Extracted entries section start

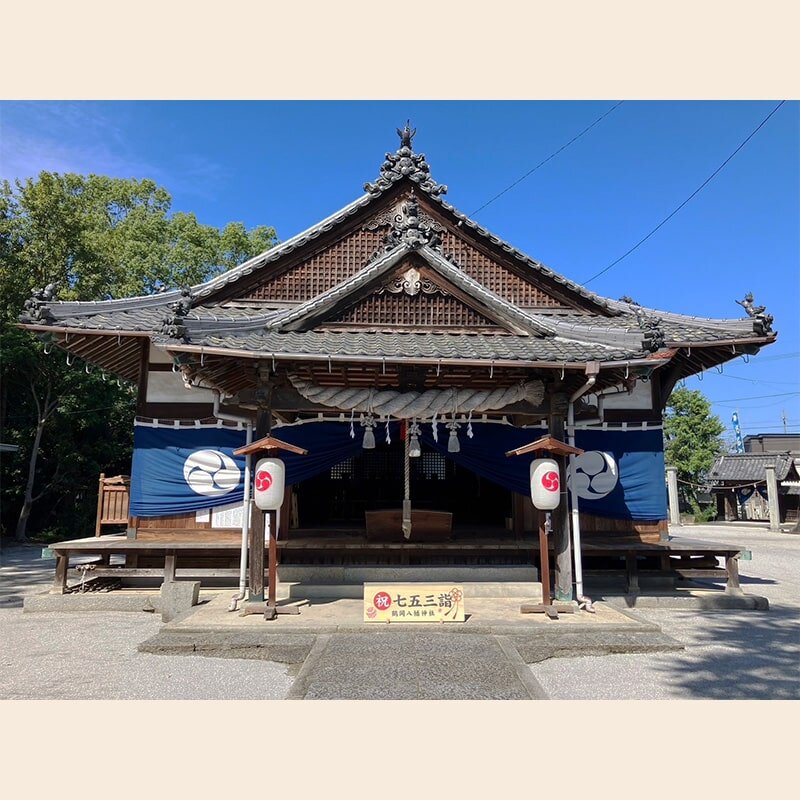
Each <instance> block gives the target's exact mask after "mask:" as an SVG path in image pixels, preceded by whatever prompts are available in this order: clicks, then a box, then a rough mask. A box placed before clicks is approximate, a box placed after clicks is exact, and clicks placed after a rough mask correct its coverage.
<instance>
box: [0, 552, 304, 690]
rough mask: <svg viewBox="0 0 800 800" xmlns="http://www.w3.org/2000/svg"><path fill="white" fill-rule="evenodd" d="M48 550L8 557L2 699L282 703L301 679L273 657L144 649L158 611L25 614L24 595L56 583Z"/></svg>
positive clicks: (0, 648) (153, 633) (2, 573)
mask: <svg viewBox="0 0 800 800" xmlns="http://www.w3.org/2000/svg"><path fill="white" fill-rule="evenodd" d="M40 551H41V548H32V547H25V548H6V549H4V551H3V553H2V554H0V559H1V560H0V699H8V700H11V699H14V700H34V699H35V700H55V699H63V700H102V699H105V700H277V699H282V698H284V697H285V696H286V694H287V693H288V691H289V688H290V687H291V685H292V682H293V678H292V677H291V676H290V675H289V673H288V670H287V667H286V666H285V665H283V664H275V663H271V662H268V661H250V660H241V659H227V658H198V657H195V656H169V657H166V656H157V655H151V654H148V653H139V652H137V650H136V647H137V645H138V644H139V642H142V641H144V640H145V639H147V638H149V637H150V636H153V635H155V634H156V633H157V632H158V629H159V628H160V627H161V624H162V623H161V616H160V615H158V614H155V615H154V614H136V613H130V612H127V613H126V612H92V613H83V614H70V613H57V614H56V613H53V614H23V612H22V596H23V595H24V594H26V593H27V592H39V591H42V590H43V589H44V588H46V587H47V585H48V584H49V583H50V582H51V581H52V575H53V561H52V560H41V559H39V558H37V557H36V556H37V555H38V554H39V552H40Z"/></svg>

Extracted entries section end
Extracted entries section start

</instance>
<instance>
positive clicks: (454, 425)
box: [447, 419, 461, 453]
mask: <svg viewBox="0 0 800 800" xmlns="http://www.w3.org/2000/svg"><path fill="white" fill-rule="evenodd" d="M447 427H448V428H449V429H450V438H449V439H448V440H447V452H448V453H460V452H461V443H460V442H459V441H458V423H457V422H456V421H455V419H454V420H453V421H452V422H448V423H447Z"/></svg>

Extracted entries section end
Extracted entries section start

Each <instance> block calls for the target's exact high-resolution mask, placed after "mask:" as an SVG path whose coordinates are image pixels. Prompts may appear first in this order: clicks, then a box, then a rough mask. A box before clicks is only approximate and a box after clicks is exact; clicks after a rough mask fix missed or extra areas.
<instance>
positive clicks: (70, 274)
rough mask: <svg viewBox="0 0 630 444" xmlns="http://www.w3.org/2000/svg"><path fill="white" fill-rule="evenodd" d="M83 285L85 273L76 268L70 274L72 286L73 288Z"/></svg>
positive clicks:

Extracted entries section end

• Work instruction
Determine how many lines in the listing above contain "pixels", giving the number and no other words.

• Solved exercise
2